Exercise ->
Copy the following lines verbatim, omitting any pictures from your reply.

Data excerpts ->
* * * *

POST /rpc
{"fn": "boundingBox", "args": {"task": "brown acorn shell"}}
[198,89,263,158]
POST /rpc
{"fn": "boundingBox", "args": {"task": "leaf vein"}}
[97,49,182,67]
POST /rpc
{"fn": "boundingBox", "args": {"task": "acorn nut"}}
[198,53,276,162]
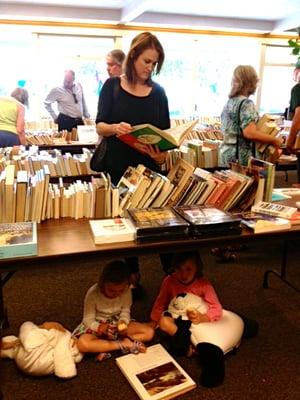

* * * *

Task answer ->
POST /rpc
{"fn": "boundingBox", "args": {"task": "brown acorn shell"}}
[198,89,263,158]
POST /rpc
{"fn": "boundingBox", "args": {"task": "leaf vein"}}
[97,49,182,67]
POST /rpc
{"fn": "boundingBox", "args": {"task": "acorn nut"}}
[198,53,276,162]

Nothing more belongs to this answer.